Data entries
# # #

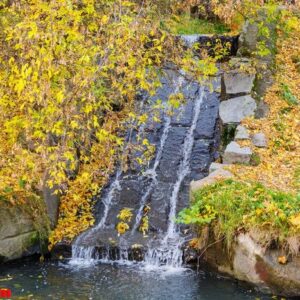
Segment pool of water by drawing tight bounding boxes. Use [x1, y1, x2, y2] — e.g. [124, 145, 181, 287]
[0, 260, 271, 300]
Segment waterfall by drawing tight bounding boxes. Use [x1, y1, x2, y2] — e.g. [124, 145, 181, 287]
[131, 76, 184, 234]
[145, 89, 204, 268]
[131, 116, 171, 234]
[71, 70, 219, 270]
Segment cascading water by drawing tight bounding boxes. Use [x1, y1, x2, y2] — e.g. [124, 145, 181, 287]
[145, 89, 204, 268]
[71, 69, 219, 269]
[131, 76, 184, 234]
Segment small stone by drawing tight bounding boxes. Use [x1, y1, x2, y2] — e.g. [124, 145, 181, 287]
[234, 125, 250, 141]
[252, 132, 268, 148]
[223, 142, 252, 164]
[209, 163, 224, 174]
[224, 70, 255, 94]
[219, 96, 256, 124]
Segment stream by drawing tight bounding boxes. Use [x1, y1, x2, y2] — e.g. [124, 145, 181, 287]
[0, 260, 271, 300]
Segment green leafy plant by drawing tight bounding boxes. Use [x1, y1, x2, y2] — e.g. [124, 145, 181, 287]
[281, 83, 299, 106]
[177, 180, 300, 248]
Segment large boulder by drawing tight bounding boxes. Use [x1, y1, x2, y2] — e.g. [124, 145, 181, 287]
[224, 70, 255, 94]
[234, 125, 250, 141]
[204, 233, 300, 297]
[223, 57, 255, 95]
[223, 142, 252, 164]
[252, 132, 268, 148]
[0, 204, 40, 262]
[219, 96, 256, 124]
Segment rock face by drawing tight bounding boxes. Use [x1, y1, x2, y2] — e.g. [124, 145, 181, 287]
[209, 163, 224, 174]
[234, 125, 250, 141]
[219, 96, 256, 124]
[252, 132, 268, 148]
[223, 142, 252, 164]
[205, 233, 300, 297]
[0, 205, 39, 262]
[224, 70, 255, 94]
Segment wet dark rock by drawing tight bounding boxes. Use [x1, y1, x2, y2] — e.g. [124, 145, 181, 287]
[195, 93, 220, 139]
[191, 140, 213, 174]
[149, 182, 173, 232]
[158, 127, 187, 182]
[51, 242, 72, 259]
[69, 71, 220, 260]
[202, 233, 300, 299]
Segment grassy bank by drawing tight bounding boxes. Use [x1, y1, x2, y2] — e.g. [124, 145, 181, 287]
[178, 180, 300, 250]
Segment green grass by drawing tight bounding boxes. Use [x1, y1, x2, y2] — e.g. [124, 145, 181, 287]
[281, 83, 299, 106]
[177, 180, 300, 250]
[163, 15, 230, 34]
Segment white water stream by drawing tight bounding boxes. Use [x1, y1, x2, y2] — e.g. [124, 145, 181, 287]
[71, 76, 205, 270]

# # #

### Required task
Copy out every one of the lines above word for word, but omit the pictures.

### Task response
Segment pool of water by drawing tight bounding boxes. Use [x1, y1, x2, y2] — e.g. [124, 145, 181, 287]
[0, 260, 271, 300]
Segment waterfall by drawing tight bounding boxes. Use [x1, y1, x2, y2] — e.g. [124, 145, 181, 287]
[131, 76, 184, 234]
[145, 89, 204, 268]
[131, 116, 171, 234]
[71, 70, 219, 270]
Segment cascading water by drawing tight bounding boxes. Use [x1, y1, x2, y2] — e.g. [124, 145, 181, 287]
[145, 89, 204, 268]
[71, 69, 219, 269]
[131, 76, 184, 234]
Segment small stone by drawing tight bounding boxes. Use [x1, y1, x2, y2] — e.g. [124, 145, 181, 287]
[234, 125, 250, 141]
[252, 132, 268, 148]
[223, 142, 252, 164]
[209, 163, 224, 174]
[224, 70, 255, 94]
[219, 96, 256, 124]
Segment stream by drawing tight bounding boxes. Use [x1, y1, x2, y2] — e.g. [124, 145, 181, 287]
[0, 260, 271, 300]
Segment green leafy plant by drawing tight bounding boxes. Use [x1, y1, x2, y2] — e.g. [124, 145, 181, 287]
[281, 83, 299, 106]
[177, 180, 300, 248]
Segment large boulder by drawing tight bounding boxes. Use [x1, y1, x2, y2] — e.g. [124, 145, 181, 287]
[224, 70, 255, 94]
[234, 125, 250, 141]
[204, 233, 300, 297]
[223, 57, 255, 95]
[223, 142, 252, 164]
[252, 132, 268, 148]
[0, 204, 40, 262]
[219, 96, 256, 124]
Segment rock face by drawing tight bounding boxes. Use [x1, y1, x2, y2] — e.g. [124, 145, 181, 287]
[209, 163, 224, 174]
[234, 125, 250, 141]
[219, 96, 256, 124]
[252, 132, 268, 148]
[223, 142, 252, 164]
[205, 233, 300, 297]
[0, 205, 39, 262]
[224, 70, 255, 94]
Segment wet dark rock by drawing tight bounding boxes. Use [x1, y1, x2, y2] — e.g. [124, 145, 181, 287]
[195, 93, 220, 139]
[191, 140, 213, 174]
[149, 182, 173, 232]
[158, 127, 187, 182]
[51, 242, 72, 259]
[69, 71, 220, 260]
[202, 233, 300, 299]
Segment grassy bank by drawing tight bounding boxes. Use [x1, y1, x2, y2] — e.g. [124, 145, 181, 287]
[178, 180, 300, 250]
Segment green grass by drawing tight bounding boxes. Use [x1, y1, x2, y2] — e.g. [124, 145, 181, 287]
[281, 83, 299, 106]
[177, 180, 300, 250]
[163, 15, 230, 34]
Segment white water stream by drawing tight bounding boxes. Use [x1, y1, x2, y2] — e.g. [124, 145, 181, 287]
[71, 76, 205, 270]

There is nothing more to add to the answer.